§ **Selected passage**
Cannabinoids primarily interact with the endocannabinoid system, but there’s evidence they activate TRP channels — just another one of the many ways they could impact our health.

What exactly are TRP channels, and where do cannabinoids fit into this? 

Here’s a summary of everything you need to know about TRP Channels and the role it plays in regulating our health and resilience.

What Are TRP Channels?

Transient receptor potential (TRP) channels are mostly on the plasma membrane of many animal tissue cells and influence cellular transcription, translation, contraction, and migration [1]. 

These channels are susceptible to activation and inhibition from many things outside the cell, often by multiple, unrelated triggers at once [2]. Stimuli like light, touch, chemicals, temperatures, pH, and osmolarity activate these channels and then convert these signals into physiological and pathological responses. 

They contribute to several diseases, including cardiovascular, neurological, metabolic, and neoplastic disorders, making them a target for diagnosis and therapy [3,4]. 

TRP Subfamilies

There are 28 cation permeable channels, and these are grouped into six subfamilies.

1. TRPV Channels

The transient receptor potential vanilloid (TRPV) family, including isoforms TRPV1, TRPV2, TRPV3, TRPV4, TRPM8, detect temperatures, thermal stimuli, and chemical agents (capsaicin, camphor, menthol, etc.) [5]. 

TRPV1 is a target for pain and inflammation relief. Block it, and you’ll block the pain from heat, cold, chemicals, and more. That’s not always good to do.

2. TRPC Channels

The transient receptor potential canonical (TRPC) family helps regulate the migration and invasion of cells. They’re seen in multiple physiological processes, such as neurotransmission, neurodevelopment, calcium signaling, kidney function, cardiovascular function, and immune response [6].

Fun fact: there’s an odd member in its group. There are seven isoforms, but only six are functional. In humans, TRPC2 is a pseudogene, which is exactly what it sounds like: a gene, but not quite. It’s there, standing in the corner, watching the others fulfill their purpose — cue flashbacks to junior high dances

In other animals, it’s found in tissues in the vomeronasal organ (VNO), testis, spleen, and liver.

3. TRPM Channels

The transient receptor potential melastatin (TRPM) family is the most mysterious out of them all. These channels seem to help with cellular proliferation, sensing temperature, vascular development, cancer progression, and neurological diseases [7].

TRPM8 is found in neurons that sense pain and temperature and is activated by certain plant odorants like linalool and geraniol. Applying menthol and similar compounds cause TRPM8 currents [8].

§ **Parts of the exercise**
**a)** Answer these questions from the passage on TRP channels:
(i) How many cation permeable channels are there, and into how many subfamilies are they grouped?
(ii) What is TRPC2 in humans?
(iii) Which plant odorants activate TRPM8?
**b)** Proceed with the passage on TRP channels, picking up after its last sentence.
Nothing in the listing is needed.

§ **Listed entries**
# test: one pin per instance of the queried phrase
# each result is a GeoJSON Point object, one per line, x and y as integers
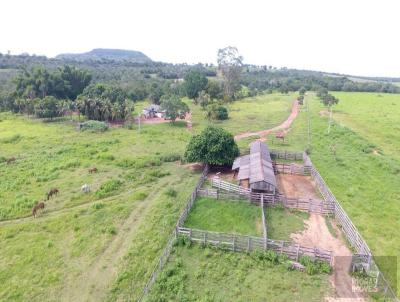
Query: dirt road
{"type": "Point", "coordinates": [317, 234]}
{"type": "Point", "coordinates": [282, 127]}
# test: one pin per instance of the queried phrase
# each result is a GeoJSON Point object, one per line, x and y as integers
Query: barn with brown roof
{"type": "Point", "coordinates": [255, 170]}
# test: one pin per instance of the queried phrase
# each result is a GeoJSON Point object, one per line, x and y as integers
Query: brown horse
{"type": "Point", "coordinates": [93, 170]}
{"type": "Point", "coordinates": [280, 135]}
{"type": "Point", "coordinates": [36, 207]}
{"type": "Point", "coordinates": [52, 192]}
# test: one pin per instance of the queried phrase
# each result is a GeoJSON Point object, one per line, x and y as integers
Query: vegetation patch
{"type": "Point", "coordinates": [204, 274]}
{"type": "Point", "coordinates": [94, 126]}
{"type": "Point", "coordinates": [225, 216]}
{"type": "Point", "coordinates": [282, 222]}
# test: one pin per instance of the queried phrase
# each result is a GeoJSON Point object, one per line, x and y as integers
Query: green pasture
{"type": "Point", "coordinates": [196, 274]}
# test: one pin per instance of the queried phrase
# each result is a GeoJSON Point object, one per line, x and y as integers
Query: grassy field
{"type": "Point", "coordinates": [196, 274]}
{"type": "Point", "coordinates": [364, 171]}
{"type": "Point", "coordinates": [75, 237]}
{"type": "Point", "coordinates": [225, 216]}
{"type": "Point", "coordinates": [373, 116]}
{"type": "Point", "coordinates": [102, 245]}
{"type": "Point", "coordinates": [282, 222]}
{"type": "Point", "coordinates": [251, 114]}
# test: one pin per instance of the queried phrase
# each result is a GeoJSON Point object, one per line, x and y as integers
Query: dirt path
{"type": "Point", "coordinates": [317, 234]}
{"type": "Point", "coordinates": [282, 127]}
==
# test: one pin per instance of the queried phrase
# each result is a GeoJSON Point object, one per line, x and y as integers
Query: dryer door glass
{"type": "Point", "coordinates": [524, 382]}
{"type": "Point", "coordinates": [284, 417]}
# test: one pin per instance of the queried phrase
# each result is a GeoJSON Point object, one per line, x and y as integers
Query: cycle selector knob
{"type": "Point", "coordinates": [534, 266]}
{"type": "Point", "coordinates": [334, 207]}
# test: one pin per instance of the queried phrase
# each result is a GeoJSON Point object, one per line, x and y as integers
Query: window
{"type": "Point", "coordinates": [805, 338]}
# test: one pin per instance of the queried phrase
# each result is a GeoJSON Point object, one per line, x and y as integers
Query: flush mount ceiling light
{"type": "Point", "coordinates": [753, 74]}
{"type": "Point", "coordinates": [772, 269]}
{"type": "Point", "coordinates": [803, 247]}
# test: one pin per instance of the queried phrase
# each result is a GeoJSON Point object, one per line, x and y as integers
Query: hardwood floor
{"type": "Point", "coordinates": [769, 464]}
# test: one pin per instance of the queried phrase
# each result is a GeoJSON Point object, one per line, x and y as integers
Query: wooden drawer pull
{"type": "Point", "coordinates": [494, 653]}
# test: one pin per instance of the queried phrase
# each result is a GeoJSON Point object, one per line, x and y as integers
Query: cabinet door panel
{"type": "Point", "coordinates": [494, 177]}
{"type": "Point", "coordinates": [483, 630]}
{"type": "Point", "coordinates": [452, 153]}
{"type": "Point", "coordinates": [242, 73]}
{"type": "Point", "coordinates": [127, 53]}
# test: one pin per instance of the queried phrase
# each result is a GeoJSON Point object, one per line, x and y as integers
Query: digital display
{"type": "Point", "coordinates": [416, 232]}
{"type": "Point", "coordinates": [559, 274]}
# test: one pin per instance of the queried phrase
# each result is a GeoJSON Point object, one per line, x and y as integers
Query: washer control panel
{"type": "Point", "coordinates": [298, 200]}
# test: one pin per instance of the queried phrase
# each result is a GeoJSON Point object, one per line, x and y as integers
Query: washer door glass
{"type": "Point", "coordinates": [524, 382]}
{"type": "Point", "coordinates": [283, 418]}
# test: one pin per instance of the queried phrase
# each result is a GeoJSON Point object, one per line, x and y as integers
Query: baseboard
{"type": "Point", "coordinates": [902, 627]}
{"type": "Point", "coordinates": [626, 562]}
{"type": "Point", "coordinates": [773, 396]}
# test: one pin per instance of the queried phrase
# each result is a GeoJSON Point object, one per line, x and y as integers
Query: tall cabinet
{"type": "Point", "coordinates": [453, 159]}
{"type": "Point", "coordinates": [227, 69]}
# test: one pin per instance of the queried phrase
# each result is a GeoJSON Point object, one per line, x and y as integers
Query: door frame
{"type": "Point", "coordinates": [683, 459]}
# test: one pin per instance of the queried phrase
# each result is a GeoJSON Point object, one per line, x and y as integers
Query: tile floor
--
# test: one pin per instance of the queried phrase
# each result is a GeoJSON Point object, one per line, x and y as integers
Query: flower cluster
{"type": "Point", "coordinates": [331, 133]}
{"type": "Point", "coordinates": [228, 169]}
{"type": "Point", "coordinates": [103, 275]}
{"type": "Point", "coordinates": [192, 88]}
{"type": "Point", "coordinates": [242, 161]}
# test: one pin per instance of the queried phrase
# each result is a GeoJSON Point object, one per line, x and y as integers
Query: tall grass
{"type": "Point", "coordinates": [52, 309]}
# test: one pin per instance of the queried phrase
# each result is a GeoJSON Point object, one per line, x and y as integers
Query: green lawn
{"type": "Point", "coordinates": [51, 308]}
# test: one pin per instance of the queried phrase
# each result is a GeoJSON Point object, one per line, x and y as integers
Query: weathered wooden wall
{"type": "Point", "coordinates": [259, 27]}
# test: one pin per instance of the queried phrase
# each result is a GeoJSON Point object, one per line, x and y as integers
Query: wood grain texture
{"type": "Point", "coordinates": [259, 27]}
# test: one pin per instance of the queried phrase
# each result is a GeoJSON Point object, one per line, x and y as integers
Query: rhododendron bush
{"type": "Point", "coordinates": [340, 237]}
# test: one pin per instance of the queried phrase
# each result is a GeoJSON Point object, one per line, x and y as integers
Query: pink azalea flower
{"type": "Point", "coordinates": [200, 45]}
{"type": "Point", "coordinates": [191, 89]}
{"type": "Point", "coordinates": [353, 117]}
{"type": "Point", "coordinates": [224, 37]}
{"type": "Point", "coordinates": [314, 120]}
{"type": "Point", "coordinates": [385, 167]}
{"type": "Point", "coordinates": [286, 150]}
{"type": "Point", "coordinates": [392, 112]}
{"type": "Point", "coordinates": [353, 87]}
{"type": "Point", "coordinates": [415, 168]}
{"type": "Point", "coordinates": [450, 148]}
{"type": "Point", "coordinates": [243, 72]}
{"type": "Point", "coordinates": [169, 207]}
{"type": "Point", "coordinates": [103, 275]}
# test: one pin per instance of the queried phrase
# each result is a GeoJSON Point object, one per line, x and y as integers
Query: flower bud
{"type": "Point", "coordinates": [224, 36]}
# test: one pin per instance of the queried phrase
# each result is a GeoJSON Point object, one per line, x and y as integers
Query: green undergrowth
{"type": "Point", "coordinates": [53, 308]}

§ **Per-task outputs**
**a)**
(i) There are 28, grouped into six subfamilies.
(ii) It is a pseudogene.
(iii) Linalool and geraniol.

**b)**
4. TRPA Channels

There’s only one transient receptor potential ankyrin (TRPA) channel in humans: TRPA1. It used to be called ANKTM1 because it has many N-terminal ankyrin repeats [9]. 

It’s associated with thermo and mechanosensations — a fancy way of saying they sense temperatures, touch, movement, sound, and pain.

The most interesting thing about TRPA1 is that it’s chemically activated by THC [10]. Other things activate it, such as environmental irritants and “pungent compounds” like certain ingredients in wasabi, horseradish, mustard, garlic, cinnamon oil, and tear gas. 

5. TRPP Channels

The transient receptor potential polycystic (TRPP) group has a lot of physiological and pathophysiological processes, making it crucial to understand [11]. TRPPs consist of integral membrane proteins that can cause autosomal dominant polycystic kidney disease (ADPKD).

TRPP1 is involved in receptor signaling and cell adhesion but doesn’t have the structure of typical TRP channels, so it was renamed Polycystin1 (PC1).

Two members, PKD1L3 and PKD2L1, play a role in taste receptor cells [12]. TRPP3 and TRPP5 are elusive, and, well, we don’t really know what they do. 

6. TRPML Channels

The transient receptor potential mucolipin (TRPML) group is the smallest with only three cation channels and is found in intracellular compartments instead of plasma membranes, like the others. 

TRPML2 and three aren’t linked to any human diseases and are studied less because of it. However, TRPML1 is involved in membrane trafficking, signal transduction, and LEL (late endosomes and lysosomes) ion homeostasis. Mutations cause autosomal-recessive lysosomal storage disease (LSD).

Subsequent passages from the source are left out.